INSTRUCTIONS FOR THE TASK: Can you lay out every line of the records below as a JSON list of strings, one string per line, with the blank lines left out?

RECORDS SHOWN:

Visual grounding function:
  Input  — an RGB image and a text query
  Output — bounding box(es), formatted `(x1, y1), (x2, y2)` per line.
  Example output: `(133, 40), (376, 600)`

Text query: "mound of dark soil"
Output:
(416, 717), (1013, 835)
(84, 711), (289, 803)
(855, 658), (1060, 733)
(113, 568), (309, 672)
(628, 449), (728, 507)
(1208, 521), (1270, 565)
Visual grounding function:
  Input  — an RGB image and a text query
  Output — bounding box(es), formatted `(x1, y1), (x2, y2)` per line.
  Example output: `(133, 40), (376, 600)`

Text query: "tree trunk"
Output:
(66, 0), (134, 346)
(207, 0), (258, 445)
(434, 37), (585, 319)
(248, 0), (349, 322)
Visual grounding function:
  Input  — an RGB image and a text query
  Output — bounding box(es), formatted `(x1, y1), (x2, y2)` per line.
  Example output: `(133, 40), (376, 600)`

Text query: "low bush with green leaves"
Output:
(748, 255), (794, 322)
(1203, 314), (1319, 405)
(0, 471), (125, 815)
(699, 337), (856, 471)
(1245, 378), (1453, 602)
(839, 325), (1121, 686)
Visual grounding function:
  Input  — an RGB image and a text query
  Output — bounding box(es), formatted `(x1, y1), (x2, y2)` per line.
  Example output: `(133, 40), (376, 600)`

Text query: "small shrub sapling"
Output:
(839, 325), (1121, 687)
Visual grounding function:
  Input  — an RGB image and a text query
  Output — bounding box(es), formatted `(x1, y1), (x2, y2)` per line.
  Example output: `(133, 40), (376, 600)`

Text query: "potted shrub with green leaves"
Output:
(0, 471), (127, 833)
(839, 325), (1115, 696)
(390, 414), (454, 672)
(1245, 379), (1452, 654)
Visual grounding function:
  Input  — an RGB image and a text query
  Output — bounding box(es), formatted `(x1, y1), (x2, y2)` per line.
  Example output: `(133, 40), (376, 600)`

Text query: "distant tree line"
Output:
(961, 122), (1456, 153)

RESULT OF THIS EXERCISE:
[
  "Visual grounding function:",
  "  Input  — an RGB image and a text query",
  "  Output — bounding box(es), formatted `(x1, y1), (x2, y2)` per line.",
  "  Example output: `(133, 40), (376, 600)`",
  "Text query: \"mound of dark soil\"",
  "Output:",
  "(416, 717), (1013, 835)",
  "(84, 711), (289, 803)",
  "(855, 658), (1060, 733)",
  "(113, 568), (309, 672)",
  "(628, 449), (728, 507)",
  "(1208, 521), (1270, 565)",
  "Visual grounding function:",
  "  Input  — an RGB image and a text query",
  "  Output — bounding box(es), formatted `(x1, y1), (x2, y2)` per line.",
  "  Example output: `(133, 40), (376, 600)`",
  "Text query: \"tree trunk\"",
  "Output:",
  "(66, 0), (134, 346)",
  "(207, 0), (258, 445)",
  "(434, 37), (585, 319)",
  "(248, 0), (349, 322)",
  "Visual grounding function:",
  "  Input  — an RGB image and a text query",
  "  Output — bounding box(es), formatted `(x1, y1), (x2, y2)` per line.",
  "  Example output: `(133, 40), (376, 600)`",
  "Text query: \"low bush with green leaves\"",
  "Output:",
  "(748, 255), (794, 322)",
  "(1203, 314), (1319, 405)",
  "(0, 471), (125, 815)",
  "(699, 337), (856, 471)",
  "(1245, 378), (1453, 602)",
  "(839, 325), (1121, 686)",
  "Visual grounding function:",
  "  Input  — an RGB image and a text query",
  "  Output — bounding box(es), formatted `(x1, y1), (x2, y2)` per line.",
  "  Example output: `(133, 40), (376, 600)`",
  "Text query: \"small shrub sapling\"",
  "Output:",
  "(839, 325), (1121, 687)",
  "Visual grounding function:",
  "  Input  — an RGB image and a text query",
  "  Output — bounding box(es), formatted `(x1, y1), (x2, y2)` per line.",
  "  Example output: `(133, 40), (376, 600)`",
  "Text query: \"potted shrub with green leaves\"",
  "Output:",
  "(0, 471), (127, 833)",
  "(839, 325), (1115, 696)",
  "(390, 414), (454, 672)",
  "(1245, 379), (1452, 654)",
  "Visual grounding function:",
  "  Input  — an RGB image and a text query",
  "  Output — bounding box(es), formatted `(x1, y1), (x2, y2)` per line.",
  "  Example output: `(133, 40), (376, 600)`",
  "Text query: \"distant tree line\"",
  "Output:",
  "(961, 122), (1456, 153)"
]